> [Document extract]:
------------------------------------------------------------

Before Quality Towing, the Post Road East property next to Saugatuck Congregational Church was a Tydol gas station.
What’s more remarkable about this January 1956 photo, though, is the Dairy Queen.
Westporters from the 1960s through ’80s remember the DQ further east. Today it’s Little Barn restaurant. (Think of the architecture — makes sense, right?)
This earlier Dairy Queen sat on the site of what later became the Crest. (It’s now the site of recently closed Salsa Fresca, soon to be Just Salad.)
The Crest was Westport’s 1st drive-in — as beloved by teenagers in the early ’60s as the Big Top in later years.
Today’s equivalent is — I have no clue.
A bit east of the Crest — beyond the right side of this photo — was the original Viva Zapata.
But check out the police car parked in front of the DQ.
Can’t see it? Here’s a better image:

(Photo courtesy of Christopher Maroc, via Facebook)
If you don’t think seeing that gumball light in your rearview mirror would worry you, think again.
Getting pulled over as a teenager in the 1950s probably meant being driven home in the back seat to your parents.
That may have been the scariest punishment of all.
(Friday Flashback is one of “06880”‘s many regular features. If you enjoy this — or anything else on our website — please consider a tax-deductible contribution. Just click here. Thank you!)


The Crest was the # 1 spot! Hot dog with the works, please.
For what it’s worth, the car is a 1955 Plymouth
There was an article recently noting that Kamala Harris had worked at McDonald’s way back in the day and that, in doing so, she was part of the group of 1 in 8 Americans who at some point worked at McD’s.

------------------------------------------------------------

> [Supplied entries]:
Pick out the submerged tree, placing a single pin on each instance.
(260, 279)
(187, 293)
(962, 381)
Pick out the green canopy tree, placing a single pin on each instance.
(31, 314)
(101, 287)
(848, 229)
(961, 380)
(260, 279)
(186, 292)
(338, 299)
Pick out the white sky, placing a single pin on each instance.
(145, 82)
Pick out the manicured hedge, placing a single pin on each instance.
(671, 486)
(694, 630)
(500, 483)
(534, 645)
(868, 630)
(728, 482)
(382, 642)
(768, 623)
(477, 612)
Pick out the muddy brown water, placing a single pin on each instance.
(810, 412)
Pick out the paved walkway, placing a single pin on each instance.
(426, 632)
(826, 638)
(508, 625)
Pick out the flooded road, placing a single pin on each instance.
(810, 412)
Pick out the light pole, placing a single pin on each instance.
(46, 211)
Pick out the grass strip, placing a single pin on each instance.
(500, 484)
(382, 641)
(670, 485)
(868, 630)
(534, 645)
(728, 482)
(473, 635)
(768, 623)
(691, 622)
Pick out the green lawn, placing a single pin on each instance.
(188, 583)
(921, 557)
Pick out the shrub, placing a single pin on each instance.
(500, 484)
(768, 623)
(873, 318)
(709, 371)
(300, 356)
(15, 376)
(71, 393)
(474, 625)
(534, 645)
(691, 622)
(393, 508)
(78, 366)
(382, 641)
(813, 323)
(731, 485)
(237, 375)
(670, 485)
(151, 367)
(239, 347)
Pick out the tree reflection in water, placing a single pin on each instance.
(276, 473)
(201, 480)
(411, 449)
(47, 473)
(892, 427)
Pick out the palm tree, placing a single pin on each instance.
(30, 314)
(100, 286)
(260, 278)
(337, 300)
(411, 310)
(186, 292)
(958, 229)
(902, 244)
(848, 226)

------------------------------------------------------------

> [Task description]: Continue the Westport Dairy Queen flashback page from the point where it stops.

> [Result]:
We did not have a McDonald’s in Westport during our high school days but I think roughly half of our starting lineup on the soccer team worked at comparable places such as Carrols, Dairy Queen, and World of Wieners—and I had other friends who worked at those outlets. I wonder what the percentage of Westport students is today earning money in that manner.
Fred, how could you forget Chubby Lane’s?
As for Westport kids working in places like that today: far lower. Too many competing demands and pressures on their time. And the ones that do work usually manage to find higher-paying jobs.
Worked as a kid with Ricky Ball and Don Manning at the Crest.
Those were the days when you had hopped up bikes and cars that would showcase at night in parking lot.
Greasers, Sighs and Jocks all frequented this popular spot.
In the late 60’s/early 70’s, I worked at Westport Center Chevron. My favorite part of the job was being sent across the street to Crest by the owners or mechanics to pick up lunch or breakfast. Jack Klugman (Odd Couple) had his old station wagon serviced at Chevron. It was a cluttered mess inside. Lol
Re Friday Flashback #414: The car, a 1960 white Rambler station wagon, was seen in Dan Woog’s Friday Flashback #278 in a photo of Kleins by Steve Baldwin! I was a longtime customer of Westport Center Chevron. In 1967 when I was finishing up my degree at Columbia, we needed a cheap car to get us out of the city. Don Horberg and Bob Walsh, the owners of the gas station had that car on their lot that they said had belonged to Jack Klugman, the actor. He’d used it as a station car and had tasked Don and Bob to sell it for him: so I bought it for $25 ! After a huge cleanup, including finding a dried up partially eaten hot dog and bun under the back seat along with other assorted trash, it proved to be a faithful junker for the next 4 to 5 years. It saw many more miles (some 35,000) here in the east and out to the midwest and generated many funny stories until I finally sold it onward in 1971. Thanks for the memory!
Peter Kelley, Centerport, NY
The 1955 police car? We referred to them as “Cherry Tops”.
It seems kinda fitting outside of Dairy Queen!
(“I’ll have a sundae with a cherry on top!”)
’55 Plymouth? Thought it might be a ’55 Ford Fairlane, complete with automatic transmission, a/c, power steering and power brakes.
Let’s not forget that Crest location was Sam Goodies for a long time before they moved to Compo Square where Patriot Bank was and now a walk-in clinic/doc in a box.
For a time that Tydol station was known as Westport Flying A.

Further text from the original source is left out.